■ WHAT IS REQUIRED: Please return, word for word, every line of the entries from the very first one through the line holding "x=649, y=67", inclusive, and leave the pictures out of your answer.

■ INPUT FOR THIS TASK:
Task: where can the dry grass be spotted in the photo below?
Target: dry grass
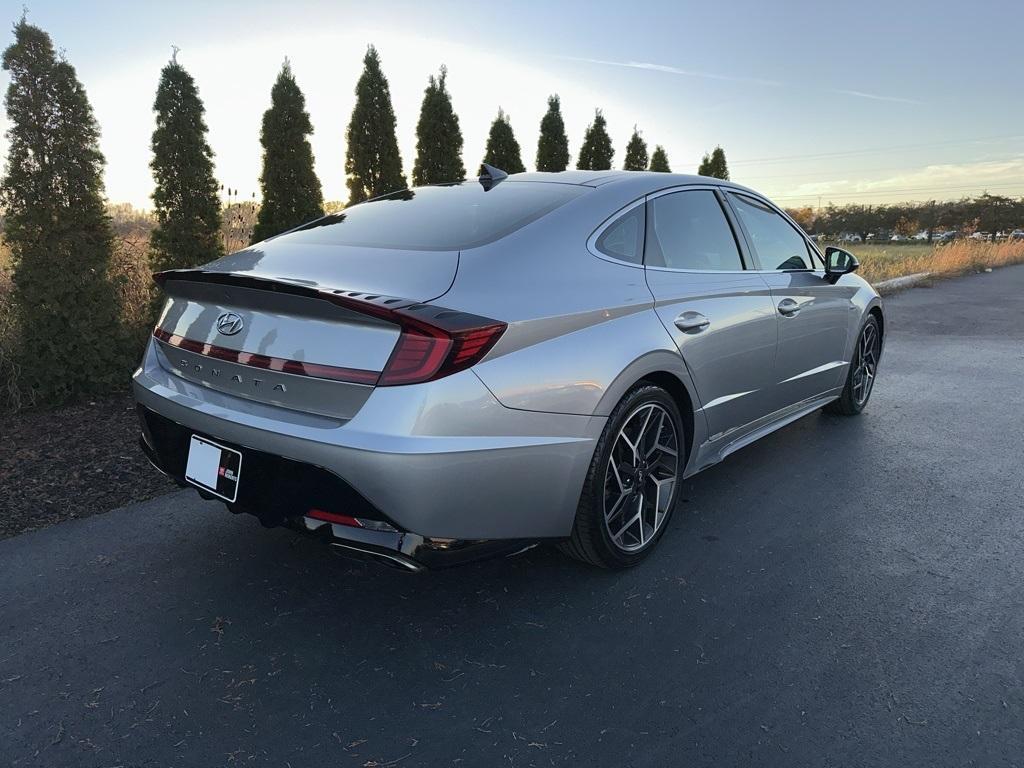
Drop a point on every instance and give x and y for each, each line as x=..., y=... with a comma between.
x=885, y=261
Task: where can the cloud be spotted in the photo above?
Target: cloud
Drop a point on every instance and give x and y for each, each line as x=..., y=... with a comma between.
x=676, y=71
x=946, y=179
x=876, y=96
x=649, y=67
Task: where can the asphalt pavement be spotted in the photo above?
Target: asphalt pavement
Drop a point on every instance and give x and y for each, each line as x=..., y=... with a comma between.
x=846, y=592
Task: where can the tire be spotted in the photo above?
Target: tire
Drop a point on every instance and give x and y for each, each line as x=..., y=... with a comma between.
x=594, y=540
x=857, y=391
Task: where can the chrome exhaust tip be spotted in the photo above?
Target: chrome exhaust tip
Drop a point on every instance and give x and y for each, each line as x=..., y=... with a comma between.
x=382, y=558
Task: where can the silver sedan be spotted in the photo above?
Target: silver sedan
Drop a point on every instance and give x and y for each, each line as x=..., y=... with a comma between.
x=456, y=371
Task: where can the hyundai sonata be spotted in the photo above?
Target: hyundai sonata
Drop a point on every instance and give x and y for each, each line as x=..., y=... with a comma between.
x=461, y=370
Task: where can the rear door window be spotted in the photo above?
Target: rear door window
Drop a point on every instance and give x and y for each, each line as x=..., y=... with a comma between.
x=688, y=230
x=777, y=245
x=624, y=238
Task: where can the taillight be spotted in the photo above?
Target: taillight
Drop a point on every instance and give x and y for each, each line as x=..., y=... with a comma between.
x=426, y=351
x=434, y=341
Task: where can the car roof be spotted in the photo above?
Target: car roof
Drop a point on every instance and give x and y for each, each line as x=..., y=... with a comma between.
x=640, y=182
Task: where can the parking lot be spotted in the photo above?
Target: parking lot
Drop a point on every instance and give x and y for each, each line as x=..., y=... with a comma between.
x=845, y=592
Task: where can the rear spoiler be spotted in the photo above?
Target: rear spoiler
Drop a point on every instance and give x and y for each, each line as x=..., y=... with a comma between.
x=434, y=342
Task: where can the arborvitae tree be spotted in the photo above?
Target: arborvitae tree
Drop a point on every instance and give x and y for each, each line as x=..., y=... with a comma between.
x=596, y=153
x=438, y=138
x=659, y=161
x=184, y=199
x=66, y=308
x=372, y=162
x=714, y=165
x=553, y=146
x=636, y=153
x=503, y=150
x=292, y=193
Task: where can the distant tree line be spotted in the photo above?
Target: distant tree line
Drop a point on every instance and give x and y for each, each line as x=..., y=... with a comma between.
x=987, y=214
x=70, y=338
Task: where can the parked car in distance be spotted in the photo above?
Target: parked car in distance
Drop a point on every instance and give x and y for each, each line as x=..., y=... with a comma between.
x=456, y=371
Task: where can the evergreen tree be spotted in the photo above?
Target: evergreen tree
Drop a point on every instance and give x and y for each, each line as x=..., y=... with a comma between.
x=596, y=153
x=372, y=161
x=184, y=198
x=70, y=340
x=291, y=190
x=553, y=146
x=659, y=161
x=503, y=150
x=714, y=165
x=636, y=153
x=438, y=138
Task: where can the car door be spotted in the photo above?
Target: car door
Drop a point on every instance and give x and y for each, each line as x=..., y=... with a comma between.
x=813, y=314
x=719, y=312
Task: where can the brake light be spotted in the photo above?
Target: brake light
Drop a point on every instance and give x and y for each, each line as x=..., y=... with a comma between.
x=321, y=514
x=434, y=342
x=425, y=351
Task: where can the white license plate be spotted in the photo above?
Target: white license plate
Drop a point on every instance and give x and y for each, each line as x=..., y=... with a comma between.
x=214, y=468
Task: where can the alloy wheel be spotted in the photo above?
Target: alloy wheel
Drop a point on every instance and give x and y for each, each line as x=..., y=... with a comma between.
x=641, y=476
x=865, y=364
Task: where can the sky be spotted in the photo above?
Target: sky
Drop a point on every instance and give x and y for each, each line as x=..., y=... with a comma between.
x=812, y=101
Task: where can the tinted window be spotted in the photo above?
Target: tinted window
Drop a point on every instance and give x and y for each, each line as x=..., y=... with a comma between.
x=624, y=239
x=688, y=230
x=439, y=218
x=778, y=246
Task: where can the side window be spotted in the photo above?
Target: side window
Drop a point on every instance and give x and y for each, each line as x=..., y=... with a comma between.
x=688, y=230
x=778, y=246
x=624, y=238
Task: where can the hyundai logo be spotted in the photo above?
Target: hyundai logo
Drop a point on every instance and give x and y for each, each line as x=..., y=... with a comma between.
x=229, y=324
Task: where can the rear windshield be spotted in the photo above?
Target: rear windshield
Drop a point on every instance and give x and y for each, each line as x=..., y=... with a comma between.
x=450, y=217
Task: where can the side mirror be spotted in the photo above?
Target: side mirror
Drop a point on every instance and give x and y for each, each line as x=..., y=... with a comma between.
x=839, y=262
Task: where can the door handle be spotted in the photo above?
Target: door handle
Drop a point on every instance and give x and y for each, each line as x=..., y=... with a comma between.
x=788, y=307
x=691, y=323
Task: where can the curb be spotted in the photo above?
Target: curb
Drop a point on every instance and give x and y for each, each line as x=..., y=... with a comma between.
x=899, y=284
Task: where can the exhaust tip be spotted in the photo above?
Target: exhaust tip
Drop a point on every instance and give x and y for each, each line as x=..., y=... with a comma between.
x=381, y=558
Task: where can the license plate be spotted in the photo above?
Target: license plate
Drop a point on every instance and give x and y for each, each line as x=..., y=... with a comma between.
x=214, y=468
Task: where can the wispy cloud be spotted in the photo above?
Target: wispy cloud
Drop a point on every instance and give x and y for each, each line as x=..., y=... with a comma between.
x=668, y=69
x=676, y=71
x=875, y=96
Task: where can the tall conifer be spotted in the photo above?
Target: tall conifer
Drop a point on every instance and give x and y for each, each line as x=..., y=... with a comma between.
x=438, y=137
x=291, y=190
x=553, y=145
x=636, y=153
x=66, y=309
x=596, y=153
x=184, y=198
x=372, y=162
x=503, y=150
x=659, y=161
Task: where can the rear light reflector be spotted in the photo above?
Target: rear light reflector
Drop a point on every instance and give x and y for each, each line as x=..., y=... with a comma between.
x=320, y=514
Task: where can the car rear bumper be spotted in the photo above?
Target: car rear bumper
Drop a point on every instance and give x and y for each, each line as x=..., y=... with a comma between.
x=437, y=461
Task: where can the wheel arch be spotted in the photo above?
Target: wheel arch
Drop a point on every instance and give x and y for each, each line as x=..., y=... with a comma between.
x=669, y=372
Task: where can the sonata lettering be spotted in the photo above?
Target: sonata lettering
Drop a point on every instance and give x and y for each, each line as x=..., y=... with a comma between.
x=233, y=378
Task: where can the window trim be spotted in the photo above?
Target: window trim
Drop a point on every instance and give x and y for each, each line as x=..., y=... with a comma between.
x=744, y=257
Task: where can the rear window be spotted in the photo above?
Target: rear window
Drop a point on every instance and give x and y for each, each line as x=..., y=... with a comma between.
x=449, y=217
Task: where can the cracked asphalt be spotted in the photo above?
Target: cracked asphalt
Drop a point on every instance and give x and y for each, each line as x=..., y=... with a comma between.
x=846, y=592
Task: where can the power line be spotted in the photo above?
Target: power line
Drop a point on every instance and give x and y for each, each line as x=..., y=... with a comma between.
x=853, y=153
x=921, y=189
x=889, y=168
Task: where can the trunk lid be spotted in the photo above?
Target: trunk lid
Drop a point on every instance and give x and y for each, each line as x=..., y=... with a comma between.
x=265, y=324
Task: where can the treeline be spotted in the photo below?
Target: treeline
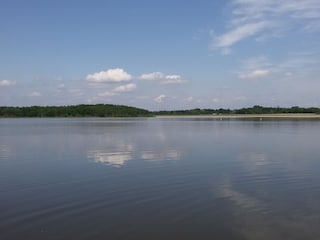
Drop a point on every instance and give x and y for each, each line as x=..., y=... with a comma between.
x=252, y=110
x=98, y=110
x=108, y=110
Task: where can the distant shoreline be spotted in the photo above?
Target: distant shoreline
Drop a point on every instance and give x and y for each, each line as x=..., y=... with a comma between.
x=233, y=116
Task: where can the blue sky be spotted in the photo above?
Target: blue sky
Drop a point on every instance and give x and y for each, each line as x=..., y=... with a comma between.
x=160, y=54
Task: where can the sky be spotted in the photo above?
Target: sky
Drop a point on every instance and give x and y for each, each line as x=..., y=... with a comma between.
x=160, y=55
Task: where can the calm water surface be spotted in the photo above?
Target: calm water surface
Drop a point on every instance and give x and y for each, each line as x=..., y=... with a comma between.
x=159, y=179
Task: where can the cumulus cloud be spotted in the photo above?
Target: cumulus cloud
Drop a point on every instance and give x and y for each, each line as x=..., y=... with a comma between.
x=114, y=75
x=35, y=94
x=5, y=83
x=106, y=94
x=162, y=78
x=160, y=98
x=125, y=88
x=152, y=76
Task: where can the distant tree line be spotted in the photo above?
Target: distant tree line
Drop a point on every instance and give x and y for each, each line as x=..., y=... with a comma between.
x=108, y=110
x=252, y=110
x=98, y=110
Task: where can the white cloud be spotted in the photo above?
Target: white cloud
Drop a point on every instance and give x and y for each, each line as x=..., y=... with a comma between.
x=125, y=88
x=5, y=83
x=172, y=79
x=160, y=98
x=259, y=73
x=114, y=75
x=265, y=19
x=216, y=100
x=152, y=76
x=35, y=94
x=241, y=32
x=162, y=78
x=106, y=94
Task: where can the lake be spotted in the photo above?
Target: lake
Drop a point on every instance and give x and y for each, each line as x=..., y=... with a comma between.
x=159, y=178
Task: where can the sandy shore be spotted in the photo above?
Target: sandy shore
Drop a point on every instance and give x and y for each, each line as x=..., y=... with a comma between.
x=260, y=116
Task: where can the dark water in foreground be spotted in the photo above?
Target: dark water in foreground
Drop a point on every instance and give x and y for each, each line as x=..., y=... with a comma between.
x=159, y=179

■ TASK RESULT:
Task: where can the dry grass be spotted in the photo below?
Target: dry grass
Drop a point on every instance and give x and y for each, each line as x=..., y=... with a comma between.
x=885, y=261
Task: where can the cloud be spotted in the photo above?
Target: cloud
Drop a point on every instance and give x and y for each, each line as x=..., y=... with a comma between.
x=676, y=71
x=946, y=179
x=876, y=96
x=649, y=67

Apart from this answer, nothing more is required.